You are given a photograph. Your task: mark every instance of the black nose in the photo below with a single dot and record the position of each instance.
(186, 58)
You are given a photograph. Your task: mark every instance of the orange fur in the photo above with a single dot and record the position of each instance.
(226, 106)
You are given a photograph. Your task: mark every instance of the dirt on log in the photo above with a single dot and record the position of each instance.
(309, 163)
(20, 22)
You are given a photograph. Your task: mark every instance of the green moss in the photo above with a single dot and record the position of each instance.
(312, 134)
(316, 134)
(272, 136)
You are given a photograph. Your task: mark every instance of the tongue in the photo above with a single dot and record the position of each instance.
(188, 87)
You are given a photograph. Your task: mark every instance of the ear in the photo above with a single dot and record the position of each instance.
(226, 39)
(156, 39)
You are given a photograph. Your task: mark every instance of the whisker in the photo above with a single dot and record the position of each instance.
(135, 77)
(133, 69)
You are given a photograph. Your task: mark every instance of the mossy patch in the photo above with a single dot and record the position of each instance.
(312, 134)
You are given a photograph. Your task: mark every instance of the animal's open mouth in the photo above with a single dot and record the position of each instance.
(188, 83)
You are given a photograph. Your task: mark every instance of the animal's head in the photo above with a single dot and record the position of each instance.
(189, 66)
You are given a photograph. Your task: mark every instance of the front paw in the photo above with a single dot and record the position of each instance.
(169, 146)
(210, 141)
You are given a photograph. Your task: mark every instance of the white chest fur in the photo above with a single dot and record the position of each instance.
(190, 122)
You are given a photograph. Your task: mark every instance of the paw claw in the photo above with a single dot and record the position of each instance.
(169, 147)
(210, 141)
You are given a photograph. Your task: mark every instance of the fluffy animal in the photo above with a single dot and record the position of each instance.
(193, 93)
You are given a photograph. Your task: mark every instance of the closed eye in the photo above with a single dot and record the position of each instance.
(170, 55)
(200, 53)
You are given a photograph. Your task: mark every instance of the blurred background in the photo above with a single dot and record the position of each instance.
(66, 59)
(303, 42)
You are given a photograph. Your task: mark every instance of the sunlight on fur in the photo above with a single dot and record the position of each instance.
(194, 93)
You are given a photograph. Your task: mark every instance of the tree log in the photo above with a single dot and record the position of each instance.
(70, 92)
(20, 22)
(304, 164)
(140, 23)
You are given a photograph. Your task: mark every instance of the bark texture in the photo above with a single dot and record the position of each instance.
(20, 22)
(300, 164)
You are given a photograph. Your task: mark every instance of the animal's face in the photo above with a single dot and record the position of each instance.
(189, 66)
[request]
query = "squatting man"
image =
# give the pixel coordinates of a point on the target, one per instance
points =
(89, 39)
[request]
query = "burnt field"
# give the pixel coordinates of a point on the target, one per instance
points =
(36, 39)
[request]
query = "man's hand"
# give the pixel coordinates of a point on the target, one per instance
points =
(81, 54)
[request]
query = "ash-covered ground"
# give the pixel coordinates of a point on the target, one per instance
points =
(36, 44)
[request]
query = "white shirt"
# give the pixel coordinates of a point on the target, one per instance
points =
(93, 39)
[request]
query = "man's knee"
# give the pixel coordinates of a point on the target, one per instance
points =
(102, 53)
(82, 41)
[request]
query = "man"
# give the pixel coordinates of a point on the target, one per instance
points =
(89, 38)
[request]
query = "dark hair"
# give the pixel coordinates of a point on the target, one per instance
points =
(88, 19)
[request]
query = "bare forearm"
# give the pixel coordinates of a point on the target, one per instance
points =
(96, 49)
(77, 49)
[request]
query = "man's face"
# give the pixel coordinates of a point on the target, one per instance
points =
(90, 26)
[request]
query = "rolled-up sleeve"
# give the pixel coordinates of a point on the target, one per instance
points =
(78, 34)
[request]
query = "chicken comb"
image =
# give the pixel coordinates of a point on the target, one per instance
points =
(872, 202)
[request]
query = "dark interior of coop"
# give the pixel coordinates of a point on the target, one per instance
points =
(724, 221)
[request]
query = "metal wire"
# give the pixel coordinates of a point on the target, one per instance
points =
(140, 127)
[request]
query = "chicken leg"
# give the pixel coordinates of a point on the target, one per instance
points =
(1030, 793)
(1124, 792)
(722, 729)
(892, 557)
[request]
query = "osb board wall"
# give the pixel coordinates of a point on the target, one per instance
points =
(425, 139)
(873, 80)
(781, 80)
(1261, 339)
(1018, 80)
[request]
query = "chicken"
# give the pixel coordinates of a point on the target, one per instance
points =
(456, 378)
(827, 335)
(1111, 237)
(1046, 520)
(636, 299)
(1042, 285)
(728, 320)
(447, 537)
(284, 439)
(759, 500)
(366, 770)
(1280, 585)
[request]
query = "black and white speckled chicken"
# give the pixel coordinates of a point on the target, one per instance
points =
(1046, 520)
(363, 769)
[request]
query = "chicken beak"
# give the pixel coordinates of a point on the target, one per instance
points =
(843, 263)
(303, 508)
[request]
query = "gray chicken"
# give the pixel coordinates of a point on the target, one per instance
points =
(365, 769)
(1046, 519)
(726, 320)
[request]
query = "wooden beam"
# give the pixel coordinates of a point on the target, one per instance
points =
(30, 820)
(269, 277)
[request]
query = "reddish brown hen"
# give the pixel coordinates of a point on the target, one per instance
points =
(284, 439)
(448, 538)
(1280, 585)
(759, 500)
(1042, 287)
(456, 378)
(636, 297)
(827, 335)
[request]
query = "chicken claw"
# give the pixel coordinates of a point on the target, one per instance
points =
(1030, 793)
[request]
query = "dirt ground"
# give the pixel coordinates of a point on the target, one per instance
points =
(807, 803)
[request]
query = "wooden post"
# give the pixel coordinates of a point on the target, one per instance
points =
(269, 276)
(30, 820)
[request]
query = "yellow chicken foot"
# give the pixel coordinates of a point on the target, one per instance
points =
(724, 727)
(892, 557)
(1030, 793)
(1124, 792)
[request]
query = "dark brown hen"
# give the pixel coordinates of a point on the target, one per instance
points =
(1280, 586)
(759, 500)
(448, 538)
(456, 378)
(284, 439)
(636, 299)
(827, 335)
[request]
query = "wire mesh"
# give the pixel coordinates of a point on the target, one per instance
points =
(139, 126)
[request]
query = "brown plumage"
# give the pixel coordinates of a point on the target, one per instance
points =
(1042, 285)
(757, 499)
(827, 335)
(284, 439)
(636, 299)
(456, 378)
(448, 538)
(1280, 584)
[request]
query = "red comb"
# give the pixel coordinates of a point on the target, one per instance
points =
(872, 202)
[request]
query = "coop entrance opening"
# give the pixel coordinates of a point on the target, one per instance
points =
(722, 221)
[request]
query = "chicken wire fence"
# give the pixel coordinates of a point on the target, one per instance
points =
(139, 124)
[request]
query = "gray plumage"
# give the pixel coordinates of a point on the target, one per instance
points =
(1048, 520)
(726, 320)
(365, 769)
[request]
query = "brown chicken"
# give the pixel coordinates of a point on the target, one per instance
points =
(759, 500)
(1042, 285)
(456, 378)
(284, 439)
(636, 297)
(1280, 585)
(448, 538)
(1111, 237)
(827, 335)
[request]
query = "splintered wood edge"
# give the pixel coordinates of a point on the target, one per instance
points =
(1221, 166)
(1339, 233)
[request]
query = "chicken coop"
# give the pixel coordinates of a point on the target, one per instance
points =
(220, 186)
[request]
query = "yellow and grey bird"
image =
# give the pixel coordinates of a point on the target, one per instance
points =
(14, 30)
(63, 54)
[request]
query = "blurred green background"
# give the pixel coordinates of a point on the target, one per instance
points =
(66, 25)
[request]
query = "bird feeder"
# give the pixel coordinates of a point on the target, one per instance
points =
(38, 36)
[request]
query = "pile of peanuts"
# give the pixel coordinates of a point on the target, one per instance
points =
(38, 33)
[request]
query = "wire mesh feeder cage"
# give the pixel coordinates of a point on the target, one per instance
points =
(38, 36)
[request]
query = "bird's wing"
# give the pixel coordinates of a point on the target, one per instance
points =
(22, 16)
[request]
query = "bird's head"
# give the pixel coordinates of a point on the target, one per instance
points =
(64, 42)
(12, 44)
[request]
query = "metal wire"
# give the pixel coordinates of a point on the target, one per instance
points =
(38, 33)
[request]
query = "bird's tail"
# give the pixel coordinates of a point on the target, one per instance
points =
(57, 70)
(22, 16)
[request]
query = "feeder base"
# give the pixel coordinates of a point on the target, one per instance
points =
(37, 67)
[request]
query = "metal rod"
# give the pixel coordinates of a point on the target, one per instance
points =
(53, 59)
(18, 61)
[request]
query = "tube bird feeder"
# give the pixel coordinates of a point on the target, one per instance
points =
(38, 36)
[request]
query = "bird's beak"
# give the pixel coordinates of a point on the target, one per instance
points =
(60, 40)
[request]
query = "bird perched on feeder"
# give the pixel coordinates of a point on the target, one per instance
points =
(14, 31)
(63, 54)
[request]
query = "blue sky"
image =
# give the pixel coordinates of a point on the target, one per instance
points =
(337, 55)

→ THE PROBLEM
Whenever the word "chicken" appears in a line of the listing, copy out that line.

→ SOLUTION BELOW
query = "chicken comb"
query = "chicken leg"
query = "chicken"
query = "black and white speckled chicken"
query = "chicken beak"
query = "gray chicken"
query = "chicken claw"
query = "yellow chicken foot"
query = "chicken wire fence"
query = "brown chicken"
query = "chicken coop"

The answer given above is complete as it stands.